## YOUR INSTRUCTIONS
In the listing that follows, the lines starting at the one containing "slope, placing a dot on each." and ending at the one containing "ground, placing a dot on each." are to be returned exactly, both boundary lines included, and no others.
Start of SOURCE DATA
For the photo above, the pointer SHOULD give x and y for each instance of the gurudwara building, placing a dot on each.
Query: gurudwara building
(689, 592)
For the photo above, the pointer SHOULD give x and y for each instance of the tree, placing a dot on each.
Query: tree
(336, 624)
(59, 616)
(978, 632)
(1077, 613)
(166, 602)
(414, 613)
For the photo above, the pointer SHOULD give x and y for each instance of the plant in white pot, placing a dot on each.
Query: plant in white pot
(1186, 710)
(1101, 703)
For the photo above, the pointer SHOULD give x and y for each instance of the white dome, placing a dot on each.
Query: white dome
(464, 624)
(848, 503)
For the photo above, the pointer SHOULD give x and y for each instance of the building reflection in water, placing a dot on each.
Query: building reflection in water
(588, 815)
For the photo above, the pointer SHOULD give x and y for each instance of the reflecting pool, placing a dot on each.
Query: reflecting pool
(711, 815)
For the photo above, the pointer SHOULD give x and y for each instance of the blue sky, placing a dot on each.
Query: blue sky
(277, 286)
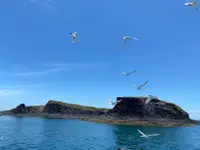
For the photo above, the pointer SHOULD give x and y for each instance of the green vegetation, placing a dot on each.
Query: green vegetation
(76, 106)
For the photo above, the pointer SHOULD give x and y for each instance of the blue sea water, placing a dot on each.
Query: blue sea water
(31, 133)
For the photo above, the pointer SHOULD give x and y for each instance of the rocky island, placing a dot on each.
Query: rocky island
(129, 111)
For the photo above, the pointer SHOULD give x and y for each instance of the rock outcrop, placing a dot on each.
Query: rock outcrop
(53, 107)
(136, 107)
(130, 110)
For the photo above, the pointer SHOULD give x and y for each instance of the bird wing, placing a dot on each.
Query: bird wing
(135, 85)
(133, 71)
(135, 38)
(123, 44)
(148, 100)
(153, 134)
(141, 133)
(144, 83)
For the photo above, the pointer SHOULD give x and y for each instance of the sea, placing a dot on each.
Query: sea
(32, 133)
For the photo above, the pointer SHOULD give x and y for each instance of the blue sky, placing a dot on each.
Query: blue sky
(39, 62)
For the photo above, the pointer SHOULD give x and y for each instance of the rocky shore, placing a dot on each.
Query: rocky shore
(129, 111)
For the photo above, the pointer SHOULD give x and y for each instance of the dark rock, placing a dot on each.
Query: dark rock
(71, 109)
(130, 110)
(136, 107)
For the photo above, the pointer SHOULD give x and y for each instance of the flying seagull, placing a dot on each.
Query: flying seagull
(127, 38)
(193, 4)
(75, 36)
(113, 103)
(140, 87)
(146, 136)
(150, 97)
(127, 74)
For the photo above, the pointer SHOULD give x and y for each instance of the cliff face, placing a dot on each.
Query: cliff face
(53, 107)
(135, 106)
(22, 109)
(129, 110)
End of SOURCE DATA
Start of SOURCE DATA
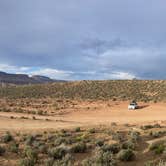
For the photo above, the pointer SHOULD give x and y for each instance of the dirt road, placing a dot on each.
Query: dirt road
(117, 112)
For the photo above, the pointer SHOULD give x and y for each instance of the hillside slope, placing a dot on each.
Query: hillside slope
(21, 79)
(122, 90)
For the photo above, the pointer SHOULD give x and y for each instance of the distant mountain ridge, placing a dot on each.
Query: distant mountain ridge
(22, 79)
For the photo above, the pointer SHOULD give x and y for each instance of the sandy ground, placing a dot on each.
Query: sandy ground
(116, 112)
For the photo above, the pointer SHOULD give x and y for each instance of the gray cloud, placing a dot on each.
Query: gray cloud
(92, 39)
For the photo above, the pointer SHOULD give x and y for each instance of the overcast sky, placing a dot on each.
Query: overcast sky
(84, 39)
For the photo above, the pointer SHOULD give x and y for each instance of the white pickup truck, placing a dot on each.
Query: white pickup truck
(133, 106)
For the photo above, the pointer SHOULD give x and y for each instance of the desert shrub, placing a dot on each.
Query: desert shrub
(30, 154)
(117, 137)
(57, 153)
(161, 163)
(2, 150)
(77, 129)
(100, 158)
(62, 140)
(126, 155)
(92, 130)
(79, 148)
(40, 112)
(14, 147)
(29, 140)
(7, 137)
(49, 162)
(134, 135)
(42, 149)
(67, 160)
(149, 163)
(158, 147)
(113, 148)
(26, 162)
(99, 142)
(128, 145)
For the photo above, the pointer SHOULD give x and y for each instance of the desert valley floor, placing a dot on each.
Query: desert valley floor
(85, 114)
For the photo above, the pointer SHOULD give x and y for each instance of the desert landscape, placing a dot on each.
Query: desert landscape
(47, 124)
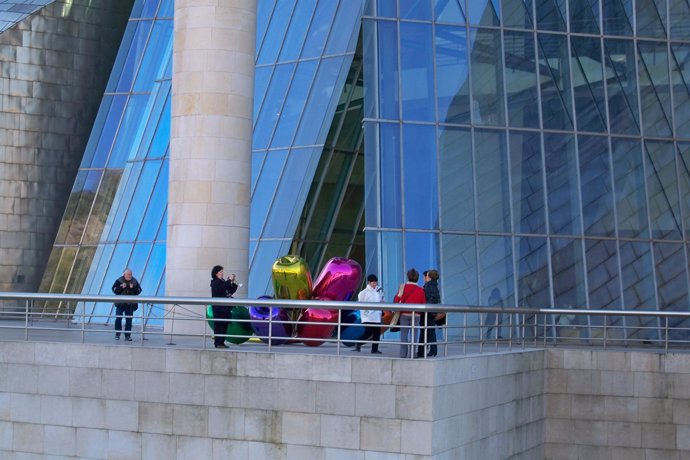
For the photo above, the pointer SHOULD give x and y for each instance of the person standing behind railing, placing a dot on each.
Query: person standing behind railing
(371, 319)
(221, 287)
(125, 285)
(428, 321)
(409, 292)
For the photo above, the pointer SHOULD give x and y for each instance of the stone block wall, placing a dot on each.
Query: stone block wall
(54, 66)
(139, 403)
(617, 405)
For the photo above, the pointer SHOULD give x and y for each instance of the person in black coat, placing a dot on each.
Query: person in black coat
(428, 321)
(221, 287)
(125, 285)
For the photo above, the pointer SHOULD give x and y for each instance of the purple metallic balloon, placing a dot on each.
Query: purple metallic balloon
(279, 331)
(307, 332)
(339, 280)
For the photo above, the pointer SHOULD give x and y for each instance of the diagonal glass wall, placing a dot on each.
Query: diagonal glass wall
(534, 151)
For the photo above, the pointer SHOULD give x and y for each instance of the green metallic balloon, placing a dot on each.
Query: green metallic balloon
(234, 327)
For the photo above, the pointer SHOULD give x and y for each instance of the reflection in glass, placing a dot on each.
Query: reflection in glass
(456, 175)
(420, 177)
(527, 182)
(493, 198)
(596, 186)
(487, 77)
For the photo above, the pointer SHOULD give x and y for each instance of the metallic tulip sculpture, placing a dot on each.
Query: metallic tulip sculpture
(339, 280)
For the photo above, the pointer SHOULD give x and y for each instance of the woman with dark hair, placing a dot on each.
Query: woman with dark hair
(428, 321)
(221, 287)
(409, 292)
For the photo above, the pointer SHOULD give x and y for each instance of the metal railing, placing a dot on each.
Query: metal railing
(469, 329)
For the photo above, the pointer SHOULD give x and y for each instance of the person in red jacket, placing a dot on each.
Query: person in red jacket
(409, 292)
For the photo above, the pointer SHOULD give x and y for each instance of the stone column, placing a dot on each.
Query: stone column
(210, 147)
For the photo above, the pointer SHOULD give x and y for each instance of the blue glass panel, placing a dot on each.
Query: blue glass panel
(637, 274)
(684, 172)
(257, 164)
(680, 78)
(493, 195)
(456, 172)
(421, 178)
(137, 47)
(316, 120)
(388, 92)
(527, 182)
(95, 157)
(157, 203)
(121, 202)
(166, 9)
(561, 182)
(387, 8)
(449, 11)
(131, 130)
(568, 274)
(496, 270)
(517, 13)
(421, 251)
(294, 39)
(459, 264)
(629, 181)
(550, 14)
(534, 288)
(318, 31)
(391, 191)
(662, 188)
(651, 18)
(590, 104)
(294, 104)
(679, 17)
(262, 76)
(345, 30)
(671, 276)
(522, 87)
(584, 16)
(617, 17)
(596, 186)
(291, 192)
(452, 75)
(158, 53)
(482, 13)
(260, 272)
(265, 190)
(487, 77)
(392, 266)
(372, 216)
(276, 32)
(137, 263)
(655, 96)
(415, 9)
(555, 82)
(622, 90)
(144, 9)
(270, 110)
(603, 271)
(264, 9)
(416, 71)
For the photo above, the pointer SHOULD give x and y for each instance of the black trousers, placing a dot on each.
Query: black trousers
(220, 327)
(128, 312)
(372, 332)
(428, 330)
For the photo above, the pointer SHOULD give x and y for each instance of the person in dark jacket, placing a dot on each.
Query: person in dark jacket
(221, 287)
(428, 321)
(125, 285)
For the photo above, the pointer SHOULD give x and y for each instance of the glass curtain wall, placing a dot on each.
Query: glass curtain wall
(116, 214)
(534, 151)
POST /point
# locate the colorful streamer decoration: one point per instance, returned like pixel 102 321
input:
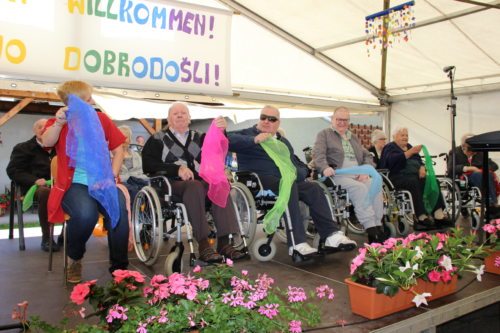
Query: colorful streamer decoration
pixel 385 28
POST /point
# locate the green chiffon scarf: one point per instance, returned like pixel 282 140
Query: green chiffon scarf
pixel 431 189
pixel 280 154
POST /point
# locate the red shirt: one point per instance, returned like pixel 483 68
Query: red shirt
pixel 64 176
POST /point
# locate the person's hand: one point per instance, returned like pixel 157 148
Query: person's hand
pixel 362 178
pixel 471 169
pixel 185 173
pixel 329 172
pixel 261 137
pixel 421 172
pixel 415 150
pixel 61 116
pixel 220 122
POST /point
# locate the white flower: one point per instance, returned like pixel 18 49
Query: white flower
End of SOURCE DATA
## OUTPUT FOR THIS TASK
For the photo above, the pointer SHOULD give x and y for each instance of the hillside slope, placing a dot on each.
Query: hillside slope
(21, 79)
(122, 90)
For the photo above, the pointer SHOULD give x and y for each instance of the distant mountain ridge, placing a dot on each.
Query: distant mountain ridge
(22, 79)
For the photo above, the pointer SHOULD give x and y for each instance of the sandy ground, placing a dot on each.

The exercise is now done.